- **DOCUMENT TEXT**:
(begin)

1. Undefeated Alabama loses; everybody cares. The Crimson Tide fall at home to Johnny Football and Texas A&M, 29-24. Bama, which trailed 20-0, actually had a first-and-goal at the Aggie four yard-line in the final two minutes, but A.J. McWeepie’s fourth-down pass was intercepted. The SEC’s six-year stranglehold on the BCS national title is now so endangered that Noah Wylie is doing PSAs on its behalf.
2. Undefeated Atlanta loses; nobody cares. The Falcons, who were 8-0 and the last NFL unbeaten, fell to the New Orleans Saints, who had been 3-5. People who started Atlanta QB Matt Ryan on their fantasy teams (34 of 52, 411 yards, 3 TDs, one pick) are at worst sanguine about the defeat.
3. It’s not the Los Angeles Lakers; it’s the “Seven Seconds Or Less” Reunion Tour! The Lakers take the HOV lane less traveled by choosing not to rehire Phil Jackson but instead hiring former Phoenix Suns coach Mike D’antoni to a four-year contract. D’Antoni reunites with Steve Nash, a 6-2 white point guard who never dunks but who nevertheless, running D’Antoni’s pick-and-roll up tempo offense, earned two league MVP awards while playing for him.

(end)

- **RAW DATA**:
(begin)

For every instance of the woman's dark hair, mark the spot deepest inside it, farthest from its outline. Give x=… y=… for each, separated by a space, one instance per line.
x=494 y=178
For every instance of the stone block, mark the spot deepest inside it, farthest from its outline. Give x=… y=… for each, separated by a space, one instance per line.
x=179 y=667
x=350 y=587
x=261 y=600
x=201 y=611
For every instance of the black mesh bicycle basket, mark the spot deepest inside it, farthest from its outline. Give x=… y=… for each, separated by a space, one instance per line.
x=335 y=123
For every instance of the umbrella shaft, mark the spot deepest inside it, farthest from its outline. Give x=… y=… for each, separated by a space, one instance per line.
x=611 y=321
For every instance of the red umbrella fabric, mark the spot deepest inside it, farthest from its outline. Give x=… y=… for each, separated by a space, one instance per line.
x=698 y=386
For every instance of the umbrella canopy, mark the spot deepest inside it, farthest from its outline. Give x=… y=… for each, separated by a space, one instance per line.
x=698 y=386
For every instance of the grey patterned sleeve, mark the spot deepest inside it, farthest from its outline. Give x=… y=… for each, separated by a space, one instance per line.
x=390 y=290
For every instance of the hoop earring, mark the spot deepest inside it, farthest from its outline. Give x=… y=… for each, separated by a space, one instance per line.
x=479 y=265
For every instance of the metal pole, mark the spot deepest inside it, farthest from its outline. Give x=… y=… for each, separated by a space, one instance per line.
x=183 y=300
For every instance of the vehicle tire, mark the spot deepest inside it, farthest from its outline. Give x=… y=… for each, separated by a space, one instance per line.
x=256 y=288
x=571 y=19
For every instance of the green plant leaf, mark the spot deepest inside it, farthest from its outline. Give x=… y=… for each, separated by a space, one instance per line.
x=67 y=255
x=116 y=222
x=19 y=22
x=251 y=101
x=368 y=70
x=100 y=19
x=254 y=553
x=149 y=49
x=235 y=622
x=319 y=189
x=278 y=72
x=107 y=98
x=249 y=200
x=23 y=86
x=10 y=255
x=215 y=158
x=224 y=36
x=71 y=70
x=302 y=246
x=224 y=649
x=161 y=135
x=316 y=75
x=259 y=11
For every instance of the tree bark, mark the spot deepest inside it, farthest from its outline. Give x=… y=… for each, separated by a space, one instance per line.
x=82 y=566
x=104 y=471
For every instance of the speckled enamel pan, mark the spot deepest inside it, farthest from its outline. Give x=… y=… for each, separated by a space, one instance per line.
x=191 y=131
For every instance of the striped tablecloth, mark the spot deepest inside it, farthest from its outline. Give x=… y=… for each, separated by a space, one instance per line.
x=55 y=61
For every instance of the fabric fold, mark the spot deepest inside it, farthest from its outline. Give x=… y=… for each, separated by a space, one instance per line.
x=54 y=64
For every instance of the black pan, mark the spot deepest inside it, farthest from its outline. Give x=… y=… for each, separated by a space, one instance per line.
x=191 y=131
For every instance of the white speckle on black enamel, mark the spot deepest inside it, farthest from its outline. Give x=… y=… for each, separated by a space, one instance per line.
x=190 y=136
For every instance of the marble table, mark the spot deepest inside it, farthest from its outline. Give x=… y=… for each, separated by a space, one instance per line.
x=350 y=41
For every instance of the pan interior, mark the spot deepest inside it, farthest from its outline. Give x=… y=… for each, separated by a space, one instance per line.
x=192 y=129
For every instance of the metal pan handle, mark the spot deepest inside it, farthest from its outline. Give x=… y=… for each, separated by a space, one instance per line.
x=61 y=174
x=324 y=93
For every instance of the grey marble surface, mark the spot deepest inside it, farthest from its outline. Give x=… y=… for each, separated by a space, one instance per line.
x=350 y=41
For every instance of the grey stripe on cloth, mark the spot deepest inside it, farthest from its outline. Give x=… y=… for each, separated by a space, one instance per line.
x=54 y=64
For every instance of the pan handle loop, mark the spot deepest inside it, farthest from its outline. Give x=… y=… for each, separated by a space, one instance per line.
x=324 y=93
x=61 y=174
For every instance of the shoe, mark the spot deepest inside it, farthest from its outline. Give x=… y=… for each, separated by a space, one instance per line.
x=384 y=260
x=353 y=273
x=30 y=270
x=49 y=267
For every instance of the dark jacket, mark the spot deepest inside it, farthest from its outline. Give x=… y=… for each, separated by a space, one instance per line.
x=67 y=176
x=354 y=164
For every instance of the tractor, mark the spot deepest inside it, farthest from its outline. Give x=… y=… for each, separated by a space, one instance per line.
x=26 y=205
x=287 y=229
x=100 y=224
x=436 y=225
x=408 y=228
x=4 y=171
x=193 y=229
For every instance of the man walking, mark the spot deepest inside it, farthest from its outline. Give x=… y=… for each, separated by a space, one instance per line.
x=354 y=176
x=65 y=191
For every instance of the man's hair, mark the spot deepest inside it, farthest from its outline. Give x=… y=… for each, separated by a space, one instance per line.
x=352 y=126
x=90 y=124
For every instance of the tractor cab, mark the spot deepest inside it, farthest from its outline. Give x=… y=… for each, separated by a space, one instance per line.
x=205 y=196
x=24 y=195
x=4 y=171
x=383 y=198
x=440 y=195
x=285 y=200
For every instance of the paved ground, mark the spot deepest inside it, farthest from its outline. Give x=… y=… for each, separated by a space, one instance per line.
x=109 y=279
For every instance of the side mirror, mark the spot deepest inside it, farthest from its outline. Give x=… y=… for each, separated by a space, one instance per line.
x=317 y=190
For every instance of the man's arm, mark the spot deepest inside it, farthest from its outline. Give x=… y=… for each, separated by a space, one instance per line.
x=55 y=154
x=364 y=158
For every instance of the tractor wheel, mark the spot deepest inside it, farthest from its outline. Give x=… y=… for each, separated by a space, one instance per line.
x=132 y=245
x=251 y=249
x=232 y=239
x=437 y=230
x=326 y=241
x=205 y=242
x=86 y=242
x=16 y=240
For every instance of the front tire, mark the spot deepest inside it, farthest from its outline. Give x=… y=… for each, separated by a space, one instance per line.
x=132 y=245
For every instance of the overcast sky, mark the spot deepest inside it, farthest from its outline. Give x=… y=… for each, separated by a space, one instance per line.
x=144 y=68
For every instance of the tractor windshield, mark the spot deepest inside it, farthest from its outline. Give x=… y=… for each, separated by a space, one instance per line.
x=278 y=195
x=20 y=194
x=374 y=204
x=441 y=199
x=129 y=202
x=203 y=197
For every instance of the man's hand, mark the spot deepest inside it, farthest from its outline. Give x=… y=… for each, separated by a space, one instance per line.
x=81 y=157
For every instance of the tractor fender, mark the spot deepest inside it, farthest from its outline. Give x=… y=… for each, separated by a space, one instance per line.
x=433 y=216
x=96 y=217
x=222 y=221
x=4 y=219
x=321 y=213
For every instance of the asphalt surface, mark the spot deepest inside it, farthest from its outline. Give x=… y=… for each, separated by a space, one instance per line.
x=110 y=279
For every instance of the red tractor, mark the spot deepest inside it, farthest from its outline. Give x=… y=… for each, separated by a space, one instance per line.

(end)

- **WORK INSTRUCTIONS**: Extend the sports roundup past the item about the Lakers hiring Mike D'Antoni. The lines above have nothing to do with the sports roundup.

- **SOLVED EXERCISE**:
4. What is most bizarre? That Paula Broadwell, the paramour-or-less of CIA director David Petraeus 1) wrote a biography of the four-star general titled “All In: The Education of David Petraeus” 2) that only two weeks ago she published, in The Daily Beast, Petraeus’ “12 Rules for Living” or that 3) she had an on-air push-up contest with Jon Stewart on The Daily Show earlier this year (Stewart stopped at 38, she continued on to 60). By the way, an All-Aptly Named Team nominee. “Is she a broad? Well….
5. Florida declares that President Obama defeated Mitt Romney in its balloting… on Saturday. That is soooo Flori-Duh.
The Detroit Pistons are 0-7. The Pistons are coached by Lawrence Frank, who you may recall was fired in his previous coaching job three years ago with New Jersey after the Nets started 0-16. Frank seems like a decent enough guy, a red-headed Jeff Van Gundy if you will, but he now owns a personal 23-game losing streak (next up on the schedule: Oklahoma City). Frank is the Charlotte Bobcats of coaches.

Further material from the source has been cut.